Your goal — The answer must be every line of the records below that contains the word "mast", copied out.

Provided data —
● ● ● ● ● ● ●

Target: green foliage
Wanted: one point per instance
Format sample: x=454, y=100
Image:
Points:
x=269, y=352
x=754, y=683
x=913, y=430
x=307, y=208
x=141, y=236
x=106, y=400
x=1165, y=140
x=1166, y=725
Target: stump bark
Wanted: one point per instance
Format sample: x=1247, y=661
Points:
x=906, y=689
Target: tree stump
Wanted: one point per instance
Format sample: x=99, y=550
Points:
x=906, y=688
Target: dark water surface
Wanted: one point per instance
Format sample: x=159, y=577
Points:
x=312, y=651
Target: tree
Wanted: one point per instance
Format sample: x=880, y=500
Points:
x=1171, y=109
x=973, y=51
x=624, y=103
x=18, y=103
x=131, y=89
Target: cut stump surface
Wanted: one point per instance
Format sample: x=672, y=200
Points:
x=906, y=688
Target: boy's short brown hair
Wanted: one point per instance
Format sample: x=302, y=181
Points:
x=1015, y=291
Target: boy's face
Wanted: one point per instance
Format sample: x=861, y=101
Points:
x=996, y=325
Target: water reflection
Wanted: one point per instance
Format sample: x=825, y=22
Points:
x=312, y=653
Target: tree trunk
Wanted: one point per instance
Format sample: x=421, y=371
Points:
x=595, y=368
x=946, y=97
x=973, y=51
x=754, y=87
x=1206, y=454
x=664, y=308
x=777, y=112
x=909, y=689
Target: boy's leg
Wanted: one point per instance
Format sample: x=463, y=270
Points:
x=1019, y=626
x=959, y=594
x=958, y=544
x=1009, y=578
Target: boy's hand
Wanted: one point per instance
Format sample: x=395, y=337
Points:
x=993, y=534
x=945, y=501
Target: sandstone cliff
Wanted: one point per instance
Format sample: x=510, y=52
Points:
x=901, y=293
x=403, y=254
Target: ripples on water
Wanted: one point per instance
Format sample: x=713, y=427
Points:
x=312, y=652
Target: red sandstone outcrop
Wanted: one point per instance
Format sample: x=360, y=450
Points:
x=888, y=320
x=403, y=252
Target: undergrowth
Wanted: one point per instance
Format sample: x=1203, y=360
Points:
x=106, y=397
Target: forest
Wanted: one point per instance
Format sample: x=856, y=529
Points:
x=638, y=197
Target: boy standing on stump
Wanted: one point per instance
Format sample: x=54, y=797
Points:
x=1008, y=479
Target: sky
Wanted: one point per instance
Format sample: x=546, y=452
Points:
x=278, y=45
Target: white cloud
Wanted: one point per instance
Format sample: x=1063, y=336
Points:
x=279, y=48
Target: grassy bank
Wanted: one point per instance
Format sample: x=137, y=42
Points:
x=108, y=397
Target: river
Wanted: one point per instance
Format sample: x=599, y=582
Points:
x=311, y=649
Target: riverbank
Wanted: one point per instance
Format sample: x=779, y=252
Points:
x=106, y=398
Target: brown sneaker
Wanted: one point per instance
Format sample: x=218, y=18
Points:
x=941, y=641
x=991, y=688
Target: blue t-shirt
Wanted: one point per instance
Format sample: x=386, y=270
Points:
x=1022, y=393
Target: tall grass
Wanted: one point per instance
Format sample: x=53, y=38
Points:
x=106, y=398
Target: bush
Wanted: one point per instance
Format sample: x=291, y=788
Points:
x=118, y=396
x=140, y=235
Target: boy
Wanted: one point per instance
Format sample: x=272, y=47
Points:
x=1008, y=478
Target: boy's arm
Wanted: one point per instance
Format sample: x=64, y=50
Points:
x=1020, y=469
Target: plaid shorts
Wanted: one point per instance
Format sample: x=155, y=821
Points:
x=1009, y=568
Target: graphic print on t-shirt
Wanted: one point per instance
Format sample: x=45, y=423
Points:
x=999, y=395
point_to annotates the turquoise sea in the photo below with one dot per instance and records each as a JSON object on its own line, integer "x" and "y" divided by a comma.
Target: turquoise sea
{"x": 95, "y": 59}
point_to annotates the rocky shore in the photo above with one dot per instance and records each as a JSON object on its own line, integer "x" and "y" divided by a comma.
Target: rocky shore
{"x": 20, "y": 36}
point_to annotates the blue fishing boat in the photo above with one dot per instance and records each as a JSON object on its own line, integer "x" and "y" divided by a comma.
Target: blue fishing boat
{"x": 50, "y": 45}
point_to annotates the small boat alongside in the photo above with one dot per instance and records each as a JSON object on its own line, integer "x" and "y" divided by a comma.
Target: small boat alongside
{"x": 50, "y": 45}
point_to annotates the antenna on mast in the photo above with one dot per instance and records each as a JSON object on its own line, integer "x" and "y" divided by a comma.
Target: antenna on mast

● ● ● ● ● ● ●

Exercise response —
point_to annotates the antenna on mast in the photo above with one dot per instance and records each as a JSON object on its own line, integer "x" and "y" divided by a comma.
Target: antenna on mast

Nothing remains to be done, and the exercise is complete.